- Task to complete:
Omitting all images, output the entries that follow exactly as written.

--------

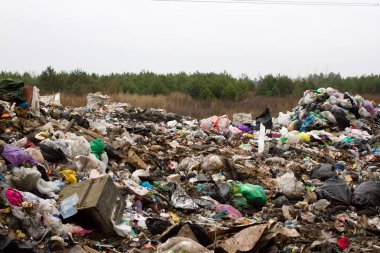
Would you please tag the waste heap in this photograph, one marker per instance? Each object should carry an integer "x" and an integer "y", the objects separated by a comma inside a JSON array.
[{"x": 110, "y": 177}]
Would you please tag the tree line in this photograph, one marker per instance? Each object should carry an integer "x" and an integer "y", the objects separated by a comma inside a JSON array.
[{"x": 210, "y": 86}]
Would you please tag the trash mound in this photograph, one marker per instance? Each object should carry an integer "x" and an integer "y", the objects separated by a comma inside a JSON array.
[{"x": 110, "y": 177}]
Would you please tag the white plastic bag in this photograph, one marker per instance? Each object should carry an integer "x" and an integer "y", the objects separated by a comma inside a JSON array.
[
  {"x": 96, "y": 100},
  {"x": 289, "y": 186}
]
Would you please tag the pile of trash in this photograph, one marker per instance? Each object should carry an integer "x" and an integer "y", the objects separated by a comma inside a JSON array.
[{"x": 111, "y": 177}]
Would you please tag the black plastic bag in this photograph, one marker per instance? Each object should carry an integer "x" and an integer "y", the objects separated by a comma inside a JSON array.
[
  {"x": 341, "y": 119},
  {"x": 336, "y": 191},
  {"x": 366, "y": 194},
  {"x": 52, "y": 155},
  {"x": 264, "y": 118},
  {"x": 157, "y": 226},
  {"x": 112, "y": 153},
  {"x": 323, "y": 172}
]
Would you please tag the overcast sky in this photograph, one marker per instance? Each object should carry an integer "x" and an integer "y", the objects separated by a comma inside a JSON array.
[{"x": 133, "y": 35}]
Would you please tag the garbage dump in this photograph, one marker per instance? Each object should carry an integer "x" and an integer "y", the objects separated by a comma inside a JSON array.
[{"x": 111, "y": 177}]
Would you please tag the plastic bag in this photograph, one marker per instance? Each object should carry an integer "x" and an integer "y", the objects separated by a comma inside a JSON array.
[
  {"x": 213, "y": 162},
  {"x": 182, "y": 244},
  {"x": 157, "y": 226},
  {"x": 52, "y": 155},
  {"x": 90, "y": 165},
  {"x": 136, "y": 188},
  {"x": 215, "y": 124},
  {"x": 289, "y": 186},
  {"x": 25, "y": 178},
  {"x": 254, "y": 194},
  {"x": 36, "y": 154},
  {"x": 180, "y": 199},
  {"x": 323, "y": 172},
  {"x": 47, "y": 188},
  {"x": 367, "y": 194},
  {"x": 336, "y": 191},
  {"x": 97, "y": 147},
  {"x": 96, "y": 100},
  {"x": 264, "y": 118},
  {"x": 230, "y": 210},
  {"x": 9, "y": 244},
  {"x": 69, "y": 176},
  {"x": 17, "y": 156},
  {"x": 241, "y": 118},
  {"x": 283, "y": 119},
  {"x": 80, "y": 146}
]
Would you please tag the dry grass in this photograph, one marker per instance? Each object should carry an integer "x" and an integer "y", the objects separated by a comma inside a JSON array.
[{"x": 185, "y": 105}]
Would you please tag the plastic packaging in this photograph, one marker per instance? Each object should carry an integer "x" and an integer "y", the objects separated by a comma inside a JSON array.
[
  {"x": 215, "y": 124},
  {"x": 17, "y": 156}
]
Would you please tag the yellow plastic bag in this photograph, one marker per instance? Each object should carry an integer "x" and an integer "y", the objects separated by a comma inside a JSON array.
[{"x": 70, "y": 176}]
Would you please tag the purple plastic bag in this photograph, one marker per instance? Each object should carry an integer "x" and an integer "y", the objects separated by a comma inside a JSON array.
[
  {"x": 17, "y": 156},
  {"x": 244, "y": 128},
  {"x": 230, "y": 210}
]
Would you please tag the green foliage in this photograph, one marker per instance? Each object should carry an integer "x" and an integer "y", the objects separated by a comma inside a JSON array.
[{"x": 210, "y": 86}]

--------

- Exercise result:
Would you please tag the waste heap in this photograph, one marker per instance? Each object should carry an integer "x" and an integer "y", the objects separated by a comma inside a JSON array.
[{"x": 110, "y": 177}]
Would you please tag the tree line in this photograph, one marker per instance? Each object should carry an integer "x" and an integer "y", the objects separated by a comma inside a JSON array.
[{"x": 210, "y": 86}]
Would you please tag the trash mound in this photograph, one marker per instance? Each object should carry an integer "x" and an integer "y", the objects separated by a comma inside a JSON array.
[{"x": 110, "y": 177}]
Would you please tag the white plastic bag in this photograph, one marker per instance? Each object should carry an integer "x" and an integer "y", the objects separated by a comma inside a JSON array.
[
  {"x": 96, "y": 100},
  {"x": 289, "y": 186}
]
Would you please tag the pile of trash in this photograph, one marker per instance? Each object should carry an integer "x" and an integer "y", the objects separated by a comma inside a JSON array.
[{"x": 111, "y": 177}]
Would you please tag the black plastic bag in this photograph, one marker per instance? Each object should carry an integer "x" and an integer "y", the objects separated by a comma inside a JSON array.
[
  {"x": 341, "y": 119},
  {"x": 336, "y": 191},
  {"x": 366, "y": 194},
  {"x": 52, "y": 155},
  {"x": 264, "y": 118},
  {"x": 157, "y": 226},
  {"x": 112, "y": 153},
  {"x": 323, "y": 172}
]
Would you please tag the overcast sky in this photograph, one marker per instance? Each object should carry an integer "x" and an integer "y", the objects separated by a comma inside a JSON array.
[{"x": 133, "y": 35}]
Would you please tag the garbage dump in this photograph, one marker per instance? Each object should carry an integer "x" and an integer "y", the objects separated by a comma inside a JSON array.
[{"x": 111, "y": 177}]
Would you please tag the plastic bag in this photograph, one marker per instance? Each object should carry an integer "x" and an integer "y", the objects separated by a comma inside a JSON array.
[
  {"x": 213, "y": 162},
  {"x": 182, "y": 244},
  {"x": 157, "y": 226},
  {"x": 52, "y": 155},
  {"x": 90, "y": 165},
  {"x": 136, "y": 188},
  {"x": 215, "y": 124},
  {"x": 289, "y": 186},
  {"x": 25, "y": 178},
  {"x": 254, "y": 194},
  {"x": 36, "y": 154},
  {"x": 180, "y": 199},
  {"x": 323, "y": 172},
  {"x": 47, "y": 188},
  {"x": 367, "y": 194},
  {"x": 336, "y": 191},
  {"x": 97, "y": 147},
  {"x": 96, "y": 100},
  {"x": 264, "y": 118},
  {"x": 230, "y": 210},
  {"x": 9, "y": 244},
  {"x": 69, "y": 176},
  {"x": 17, "y": 156},
  {"x": 241, "y": 118},
  {"x": 283, "y": 119},
  {"x": 80, "y": 146}
]
Would you please tag the dry grass in this photograph, one marker per instance? Each object should carry an integer "x" and an integer "y", the objects separated by a comma inside a JSON array.
[{"x": 185, "y": 105}]
Would you please tag the plastic packaging in this photograph, one marker per instance? Each object should carry an integer "x" and an integer "y", the objects separated by a comma inside a JSON array.
[
  {"x": 215, "y": 124},
  {"x": 17, "y": 156}
]
Would you please tag the yellow plastic bag in this photograph, one marker per instance? Each object should carry an integer "x" and an integer "y", the objects separated by a comma inside a JSON array.
[{"x": 70, "y": 176}]
Would you please tag the purple plastic bag in this photograph, one marker per instance? Each object should carry an integer "x" and an integer "y", the objects separated by a comma inside a JSON array.
[
  {"x": 17, "y": 156},
  {"x": 244, "y": 128},
  {"x": 230, "y": 210}
]
Would you please tag the green foliage in this photograph, one marker per instance? Each object should carry an integer "x" and an integer "y", the objects separated by a comma inside a JSON array.
[{"x": 210, "y": 86}]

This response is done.